Set exercise A:
Answer these questions from the transcript, one line each:
(i) For how long does the speaker suggest viewers may have stayed with the conversation?
(ii) What was the speaker called out as for speaking at the conference?
(iii) Who wrote a book on critical theory together with Thaddeus Williams?
Set exercise B: In the transcript, the sentence beginning "Maybe politically" lists areas where the audience might differ from the people the speaker usually addresses. Name every area that sentence gives before the words "they experience."
**** Supplied text ****
By the way if you watch this and comment, if you stayed with us two and a half hours,
whatever this is,
and you like these in-person conversations,
let us know.
There's more expense time.
Appreciate you coming down a couple of days and doing this.
Let us know if that's helpful.
The idea was to talk about the conference.
Now I got called out by somebody for being woke
for speaking at your conference.
Okay.
So here's where I'm coming from,
and I just want you to give us some context of what it is.
I said it's interesting that I'm being called woke
for speaking at this conference,
when one of the other speakers is a colleague of mine,
Thaddeus Williams, who along with Neil Shenvy,
has written, in my view, one of the best two books
on critical theory, critical race theory,
that's biblical and it's solid.
So that strikes me as a little bit silly.
Now, with that said, people could say,
is it wise or not wise?
For me, probably a lot of the audience there, I suspect,
are not the typical people that I speak to.
Maybe politically, maybe their background, theology,
they experience, I don't know.
**** Data block ****
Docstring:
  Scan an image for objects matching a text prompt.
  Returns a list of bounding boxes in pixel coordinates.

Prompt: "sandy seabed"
****
Right answer A:
(i) Two and a half hours.
(ii) Woke.
(iii) Neil Shenvy.

Right answer B: Politics, background, theology